### Written request a
According to the passage on bellows compensation types, how many angular expansion joints does full compensation of thermal expansion require?

Compensation types Bellows

Axial

In axial compensation, the thermal expansion of a straight line section between two fixed points is absorbed by an axial expansion joint. The distance between two fixed points defines the pipeline length requiring compensation, and thus determines the axial movement that must be achieved by the expansion joint.

The following basic principles apply to axial compensation:

  • The single-plane or multi-plane piping system is subdivided into straight sections by fixed point in such a way that each section can be compensated by a single axial expansion joint.
  • The fixed points must be designed to withstand the pressure and spring forces of the axial expansion joint, the frictional forces of the pipe guides and the flow forces.
  • Long pipes must be protected against kinking between the fixed points using pipe guides.
  • The axial expansion joint should be installed in the immediate vicinity of a fixed point and a pipe guide.
  • Impermissibly large fixed point loads can be prevented by using axial expansion joints that are relieved of pressure forces.

Angular

The angular compensation of thermal expansion requires at least two, and for full compensation even three, angular expansion joints. Angular expansion joints offer a wide variety of combination options in so-called two-hinge or three-hinge systems.

Point annotation records
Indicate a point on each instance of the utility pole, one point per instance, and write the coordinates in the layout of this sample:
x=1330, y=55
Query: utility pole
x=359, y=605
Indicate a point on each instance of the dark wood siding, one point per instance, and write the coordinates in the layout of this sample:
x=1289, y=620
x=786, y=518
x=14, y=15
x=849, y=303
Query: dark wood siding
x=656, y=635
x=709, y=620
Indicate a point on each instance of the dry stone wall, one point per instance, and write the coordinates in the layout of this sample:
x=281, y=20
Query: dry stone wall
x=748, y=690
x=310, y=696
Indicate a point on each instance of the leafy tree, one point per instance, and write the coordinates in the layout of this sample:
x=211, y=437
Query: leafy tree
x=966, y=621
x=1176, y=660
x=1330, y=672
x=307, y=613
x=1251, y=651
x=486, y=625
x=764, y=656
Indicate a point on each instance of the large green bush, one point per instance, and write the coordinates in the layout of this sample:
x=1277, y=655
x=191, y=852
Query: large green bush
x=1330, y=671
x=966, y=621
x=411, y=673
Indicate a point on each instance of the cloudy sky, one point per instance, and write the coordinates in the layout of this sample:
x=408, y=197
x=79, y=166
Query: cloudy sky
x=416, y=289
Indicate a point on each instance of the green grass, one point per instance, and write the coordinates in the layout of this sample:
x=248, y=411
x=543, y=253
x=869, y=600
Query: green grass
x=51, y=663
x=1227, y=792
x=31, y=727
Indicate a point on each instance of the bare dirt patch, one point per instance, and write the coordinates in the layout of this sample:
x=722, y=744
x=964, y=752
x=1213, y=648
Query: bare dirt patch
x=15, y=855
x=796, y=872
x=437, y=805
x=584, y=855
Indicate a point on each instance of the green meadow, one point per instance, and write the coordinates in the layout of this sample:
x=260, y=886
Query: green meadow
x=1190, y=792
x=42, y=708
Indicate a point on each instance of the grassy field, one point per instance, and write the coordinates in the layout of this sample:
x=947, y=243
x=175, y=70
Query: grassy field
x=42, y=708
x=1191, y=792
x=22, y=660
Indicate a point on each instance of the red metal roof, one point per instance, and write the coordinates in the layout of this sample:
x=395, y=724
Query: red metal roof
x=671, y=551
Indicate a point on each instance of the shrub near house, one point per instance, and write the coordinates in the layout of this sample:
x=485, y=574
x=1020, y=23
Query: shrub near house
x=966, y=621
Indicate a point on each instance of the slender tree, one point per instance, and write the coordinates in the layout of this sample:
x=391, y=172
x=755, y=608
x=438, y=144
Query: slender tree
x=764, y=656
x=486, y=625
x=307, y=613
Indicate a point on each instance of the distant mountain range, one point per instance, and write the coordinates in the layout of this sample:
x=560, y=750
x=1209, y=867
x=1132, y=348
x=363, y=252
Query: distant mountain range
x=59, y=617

### Written request b
Rescale part of the listing: begin at the line of the listing that has "Indicate a point on each instance of the bare" and stop after the line that has "x=584, y=855". Reproduce every one of those lines, requests included, and multiply only the coordinates in the answers by 1.4, rounding each to a whole number with halves rounded up.

### Expected answer a
Three.

### Expected answer b
Indicate a point on each instance of the bare dirt patch, one point per instance, and write the coordinates in the layout of this sample:
x=722, y=744
x=964, y=752
x=1213, y=648
Query: bare dirt patch
x=21, y=1197
x=1114, y=1221
x=612, y=1127
x=818, y=1197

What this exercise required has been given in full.